__Short exercise__:
Turn every line of the records below into a JSON list of strings, one string per line, and leave out the blank lines.

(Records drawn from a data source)
—————

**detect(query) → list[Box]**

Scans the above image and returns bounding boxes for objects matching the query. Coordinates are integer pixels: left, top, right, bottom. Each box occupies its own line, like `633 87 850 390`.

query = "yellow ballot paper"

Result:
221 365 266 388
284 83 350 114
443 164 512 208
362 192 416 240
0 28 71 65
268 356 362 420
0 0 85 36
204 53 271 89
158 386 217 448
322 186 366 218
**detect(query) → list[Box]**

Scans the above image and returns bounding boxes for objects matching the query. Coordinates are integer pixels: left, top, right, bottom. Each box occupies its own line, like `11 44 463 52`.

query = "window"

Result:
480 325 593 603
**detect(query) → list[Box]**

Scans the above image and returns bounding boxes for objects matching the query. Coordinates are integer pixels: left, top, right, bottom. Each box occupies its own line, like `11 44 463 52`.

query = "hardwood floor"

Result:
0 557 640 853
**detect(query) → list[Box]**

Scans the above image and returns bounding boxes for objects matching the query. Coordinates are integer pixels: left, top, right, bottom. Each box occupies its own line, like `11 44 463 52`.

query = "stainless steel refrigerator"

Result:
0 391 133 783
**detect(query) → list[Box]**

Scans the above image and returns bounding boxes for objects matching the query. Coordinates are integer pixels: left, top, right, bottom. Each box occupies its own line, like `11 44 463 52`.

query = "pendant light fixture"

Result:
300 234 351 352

—————

__Finished exercise__:
[
  "**detect(query) → list[Box]**",
  "Scans the above image and returns bounding boxes for objects matching the query. Coordinates are integer pixels: left, top, right, bottom. Each box occupies its own line, like `633 87 850 390`.",
  "query = \"yellow ballot paper\"",
  "Result:",
  "221 365 266 388",
  "284 83 350 114",
  "443 164 512 208",
  "362 192 416 240",
  "0 28 71 65",
  "268 356 362 420",
  "0 0 85 36",
  "204 53 271 89",
  "158 386 217 448",
  "322 186 366 218",
  "**detect(query) → list[Box]**",
  "Scans the above image and returns bounding boxes for objects matching the query. Coordinates are integer pixels: left, top, right, bottom. Each box occupies its own line, like `11 44 463 52`.",
  "query = \"window\"",
  "Result:",
  "480 325 593 603",
  "**detect(query) → list[Box]**",
  "Scans the above image and returns bounding boxes for objects matching the query. Coordinates are integer pixels: left, top, right, bottom. Each box occupies its own line, like `11 44 463 52`.",
  "query = \"hardwood floor\"",
  "Result:",
  "0 557 640 853",
  "**detect(query) → list[Box]**",
  "Scans the above image and returns bounding boxes for objects matching the query. Coordinates are integer pixels: left, top, right, bottom. Each box occupies its own line, like `11 44 463 52`.",
  "query = \"stainless steel refrigerator\"",
  "Result:",
  "0 391 133 783",
  "**detect(query) → list[Box]**",
  "Scans the above image and returns bounding boxes for objects matching the query. Coordinates are integer pixels: left, top, right, bottom. Each box occupies its own line, like `11 44 463 52`.",
  "query = \"pendant light fixture\"",
  "Result:",
  "300 234 351 352"
]